● ЧТО НУЖНО СДЕЛАТЬ
a: Изложите содержание фрагмента о матери и отце в двух предложениях.
b: Обновите записи со строки с «Phrase -- crowd of people» до конца записей включительно: замените «person with backpack» на «person carrying a backpack», оставив все остальное без изменений.
---------- ФРАГМЕНТ ТЕКСТА ----------
Впрочем, я знала, что она легко может рявкнуть на меня без особой причины, а ее взгляд за секунду из любящего станет суровым. Она была совершенно непредсказуема, особенно тогда, особенно потому, что не справлялась с моей депрессией. Но как сильно бы она ни злилась, как громко ни кричала, какой бессмыслицы ни болтала, именно на нее – не на папу – я могла положиться. Даже когда мы ссорились так сильно, что по несколько дней не разговаривали, я всегда знала, что по вечерам на столе меня будет ждать ужин, школа будет оплачена, а моя одежда поглажена. Она была моей мамой, и точка. А вот в отце я никогда не была уверена. Когда я сбегала из дома и проводила ночь в Уэстчестере, куда они с мачехой только переехали, в доме на двух хозяев, с видавшим виды потертым ковром, мир содрогался в припадках от любой мелочи, от какого-нибудь мыла, что я взяла без разрешения, – и я говорю о дешевенькой марке мыла из супермаркета, типа Tone. В этом доме я была чужой.
---------- ФРАГМЕНТЫ ЗАПИСЕЙ ----------
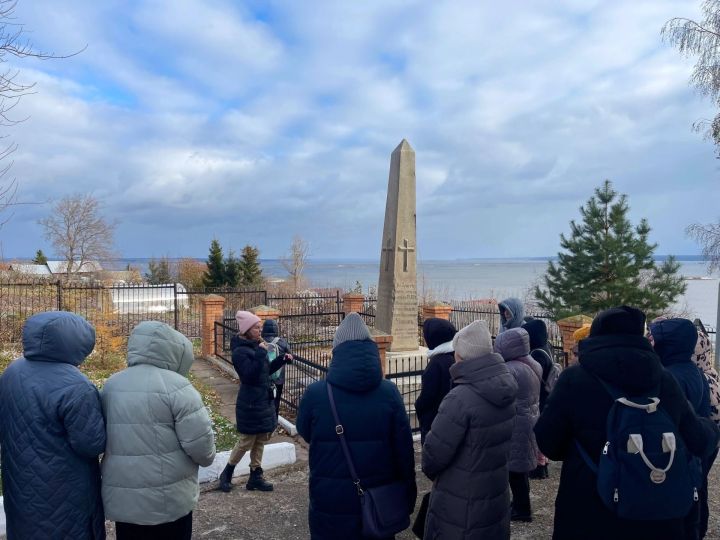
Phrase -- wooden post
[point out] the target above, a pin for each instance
(212, 308)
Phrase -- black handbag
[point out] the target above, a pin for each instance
(384, 508)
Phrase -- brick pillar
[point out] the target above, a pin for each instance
(353, 302)
(266, 312)
(212, 307)
(567, 328)
(436, 311)
(383, 342)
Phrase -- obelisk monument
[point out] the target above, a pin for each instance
(397, 308)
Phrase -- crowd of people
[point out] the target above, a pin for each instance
(636, 398)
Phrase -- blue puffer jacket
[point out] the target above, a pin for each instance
(674, 342)
(51, 432)
(376, 429)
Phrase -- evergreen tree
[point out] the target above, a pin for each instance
(233, 275)
(40, 257)
(158, 271)
(606, 263)
(215, 273)
(250, 271)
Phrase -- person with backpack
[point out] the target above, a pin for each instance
(541, 351)
(255, 415)
(375, 426)
(436, 380)
(514, 347)
(617, 363)
(51, 433)
(277, 347)
(674, 341)
(466, 451)
(159, 434)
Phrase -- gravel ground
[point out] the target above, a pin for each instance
(282, 514)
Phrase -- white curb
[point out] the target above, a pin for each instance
(275, 455)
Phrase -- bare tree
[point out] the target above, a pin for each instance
----------
● РЕЗУЛЬТАТЫ ПО ПОРЯДКУ
a: Несмотря на вспыльчивость и непредсказуемость матери, рассказчица знала, что может положиться именно на нее: даже после долгих ссор ее ждали ужин, оплаченная школа и поглаженная одежда. В отце же она никогда не была уверена, а в его доме в Уэстчестере, где мир содрогался от любой мелочи вроде взятого без разрешения мыла, она была чужой.

b:
Phrase -- crowd of people
[point out] the target above, a pin for each instance
(636, 398)
Phrase -- blue puffer jacket
[point out] the target above, a pin for each instance
(674, 342)
(51, 432)
(376, 429)
Phrase -- evergreen tree
[point out] the target above, a pin for each instance
(233, 275)
(40, 257)
(158, 271)
(606, 263)
(215, 273)
(250, 271)
Phrase -- person carrying a backpack
[point out] the target above, a pin for each instance
(541, 351)
(255, 415)
(375, 426)
(436, 380)
(514, 347)
(617, 363)
(51, 433)
(277, 347)
(674, 341)
(466, 451)
(159, 434)
Phrase -- gravel ground
[point out] the target above, a pin for each instance
(282, 514)
Phrase -- white curb
[point out] the target above, a pin for each instance
(275, 455)
Phrase -- bare tree
[point out] the target above, a pin for each instance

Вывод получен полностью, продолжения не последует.